### REQUIREMENT:
Please output these records as a two-column CSV with the columns "request" and "points", one row per record, each value in a single quoted field with line breaks replaced by spaces.

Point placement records
------------------------

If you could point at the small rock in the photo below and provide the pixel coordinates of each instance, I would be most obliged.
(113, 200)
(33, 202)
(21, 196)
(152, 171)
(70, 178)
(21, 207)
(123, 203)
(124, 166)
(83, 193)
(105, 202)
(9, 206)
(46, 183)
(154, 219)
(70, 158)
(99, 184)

------------------------

### FINAL RESULT:
request,points
"If you could point at the small rock in the photo below and provide the pixel coordinates of each instance, I would be most obliged.","(113, 200) (33, 202) (21, 196) (152, 171) (70, 178) (21, 207) (123, 203) (124, 166) (83, 193) (105, 202) (9, 206) (46, 183) (154, 219) (70, 158) (99, 184)"